- DOCUMENT SEGMENT:
** begin **

Suzanne Collins' Hunger Games series consists of three books, but Hollywood in its wisdom has decided that the film franchise should - in the footsteps of Harry Potter and Twilight - split the final book into two parts.

What this does is show up the industry's desire for profits as a disservice to the source material. This film is little more than a two-hour teaser for the finale, which will arrive on screens some time next year. Dragging out the book makes for a dull, listless and lazy adaptation that runs along by the numbers, ending just as things are about to happen.

Katniss Everdeen (Jennifer Lawrence) is now camped out with the rebels of District 13, led by the earnest and charmless President Alma Coin (Julianne Moore). Peeta Mellarck (Josh Hutcherson) is in the Capitol and has become the mouthpiece for President Snow (Donald Sutherland), leading to a propaganda war between the two sides in which Katniss is pressed into the service of Plutarch Heavensbee's Mockingjay videos.

There's one battle scene in which Katniss and her lovelorn homeboy Gale (Liam Hemsworth) play a small part, but on the whole the film plods along as Lawrence delivers her least convincing performance of the franchise so far, overreacting, half-crying and generally looking less than convinced of what she's supposed to be doing.

Director Francis Lawrence does his best to convey the underground claustrophobia of District 13, but there's not much excitement-inducing material to work with, and it soon becomes clear that what appeared to be a bad idea on paper is even worse on screen.

The previous film benefited from a strong political premise that held it together, but here the lame attempts to make points about propaganda fall flat and are swallowed up by the general dour atmosphere of the story. It'll have to be part of the box set once the final film is completed, but it's easily the one you can skip without missing much. It only proves profit margins are bad for creativity. That's a valuable life lesson people can learn in more constructive ways than by wasting their time watching this.

  • Opens nationwide today

What others say

When the story gets interesting towards the end, it screeches to a halt and cuts off, leaving fans wriggling for a finale they won't see for another 12 months.

Chris Nashawaty, Entertainment Weekly

Delivers dazzle without sacrificing smarts. The suspense is killer. Ditto the thrill of the hunt. The film uses the extra time to develop characters and give this dystopian fable a human scale.

Peter Travers, Rolling Stone

The saga, with its ass-kicking, independent heroine and unusually grim subject matter, could become an international screen sensation.

Mark Kermode, The Guardian

It's largely satisfying and comes loaded with special effects and action scenes, and embellished with brand-name character actors.

** end **

- INSTRUCTION:
Answer these questions from the film review, one per line:
1. Who leads the rebels of District 13?
2. Which director is named as trying to convey District 13's underground claustrophobia?
3. The review says the film franchise follows the footsteps of which two other franchises in splitting the final book?

- INFORMATION GIVEN:
** begin **

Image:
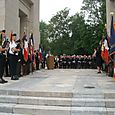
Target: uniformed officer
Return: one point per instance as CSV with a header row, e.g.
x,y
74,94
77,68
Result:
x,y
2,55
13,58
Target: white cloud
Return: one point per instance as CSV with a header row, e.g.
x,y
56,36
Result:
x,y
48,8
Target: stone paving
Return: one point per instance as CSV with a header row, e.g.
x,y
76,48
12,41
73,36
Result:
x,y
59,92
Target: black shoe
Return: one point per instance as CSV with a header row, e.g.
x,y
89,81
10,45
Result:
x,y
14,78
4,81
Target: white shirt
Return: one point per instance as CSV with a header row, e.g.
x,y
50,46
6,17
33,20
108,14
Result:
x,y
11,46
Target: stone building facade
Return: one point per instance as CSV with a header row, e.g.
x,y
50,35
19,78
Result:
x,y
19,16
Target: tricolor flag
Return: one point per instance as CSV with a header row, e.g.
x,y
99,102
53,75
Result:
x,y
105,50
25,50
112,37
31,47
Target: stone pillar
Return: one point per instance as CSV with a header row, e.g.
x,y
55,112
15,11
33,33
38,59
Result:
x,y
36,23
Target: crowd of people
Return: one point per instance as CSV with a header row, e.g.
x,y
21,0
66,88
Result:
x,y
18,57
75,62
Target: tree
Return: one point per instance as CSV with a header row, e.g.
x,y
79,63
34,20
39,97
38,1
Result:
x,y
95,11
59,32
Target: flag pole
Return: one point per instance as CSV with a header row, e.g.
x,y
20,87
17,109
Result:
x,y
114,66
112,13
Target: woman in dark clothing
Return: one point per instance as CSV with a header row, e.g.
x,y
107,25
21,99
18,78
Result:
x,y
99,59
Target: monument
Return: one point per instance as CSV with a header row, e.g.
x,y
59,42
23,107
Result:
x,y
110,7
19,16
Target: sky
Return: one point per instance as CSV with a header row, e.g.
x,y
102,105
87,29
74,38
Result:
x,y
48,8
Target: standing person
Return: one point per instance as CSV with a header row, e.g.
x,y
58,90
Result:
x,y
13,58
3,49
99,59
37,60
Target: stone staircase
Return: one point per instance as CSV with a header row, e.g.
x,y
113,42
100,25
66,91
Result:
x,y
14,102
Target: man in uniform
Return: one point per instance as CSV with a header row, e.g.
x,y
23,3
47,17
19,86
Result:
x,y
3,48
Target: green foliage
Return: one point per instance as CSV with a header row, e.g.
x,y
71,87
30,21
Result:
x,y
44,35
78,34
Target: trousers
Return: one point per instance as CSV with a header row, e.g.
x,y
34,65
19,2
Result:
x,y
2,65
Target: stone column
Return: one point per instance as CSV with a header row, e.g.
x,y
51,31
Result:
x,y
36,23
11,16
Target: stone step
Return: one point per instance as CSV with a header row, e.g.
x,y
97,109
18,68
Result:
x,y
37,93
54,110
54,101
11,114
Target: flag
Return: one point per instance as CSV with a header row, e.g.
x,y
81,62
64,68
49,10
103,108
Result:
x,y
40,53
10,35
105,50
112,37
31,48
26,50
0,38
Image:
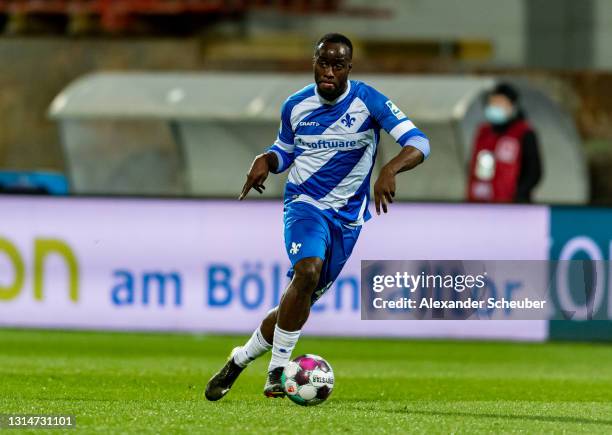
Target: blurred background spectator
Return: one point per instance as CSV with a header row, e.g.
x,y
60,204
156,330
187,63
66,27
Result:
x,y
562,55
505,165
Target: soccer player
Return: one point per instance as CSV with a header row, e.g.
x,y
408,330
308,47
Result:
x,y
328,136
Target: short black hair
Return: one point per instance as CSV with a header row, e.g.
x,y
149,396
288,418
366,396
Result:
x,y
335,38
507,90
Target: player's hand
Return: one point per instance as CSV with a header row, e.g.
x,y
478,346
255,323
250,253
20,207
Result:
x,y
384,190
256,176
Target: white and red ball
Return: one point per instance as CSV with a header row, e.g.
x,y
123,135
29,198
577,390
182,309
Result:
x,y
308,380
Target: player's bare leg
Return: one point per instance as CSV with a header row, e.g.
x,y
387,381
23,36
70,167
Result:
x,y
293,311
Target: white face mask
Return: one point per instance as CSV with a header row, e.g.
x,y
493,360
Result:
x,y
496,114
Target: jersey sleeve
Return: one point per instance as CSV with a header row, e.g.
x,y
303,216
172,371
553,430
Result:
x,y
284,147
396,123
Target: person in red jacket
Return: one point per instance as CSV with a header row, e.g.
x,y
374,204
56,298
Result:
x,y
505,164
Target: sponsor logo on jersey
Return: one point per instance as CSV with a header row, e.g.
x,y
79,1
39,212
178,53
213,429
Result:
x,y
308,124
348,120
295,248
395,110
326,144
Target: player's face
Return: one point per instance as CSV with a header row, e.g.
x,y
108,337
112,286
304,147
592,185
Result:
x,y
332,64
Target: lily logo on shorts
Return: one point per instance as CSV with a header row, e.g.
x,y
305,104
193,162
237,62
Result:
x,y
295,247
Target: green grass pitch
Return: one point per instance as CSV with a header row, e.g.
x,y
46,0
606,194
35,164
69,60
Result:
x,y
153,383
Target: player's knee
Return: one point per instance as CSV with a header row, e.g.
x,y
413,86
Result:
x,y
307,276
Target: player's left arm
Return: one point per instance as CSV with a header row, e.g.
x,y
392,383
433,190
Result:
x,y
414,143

** end **

- RESPONSE:
1. President Alma Coin (Julianne Moore)
2. Francis Lawrence
3. Harry Potter and Twilight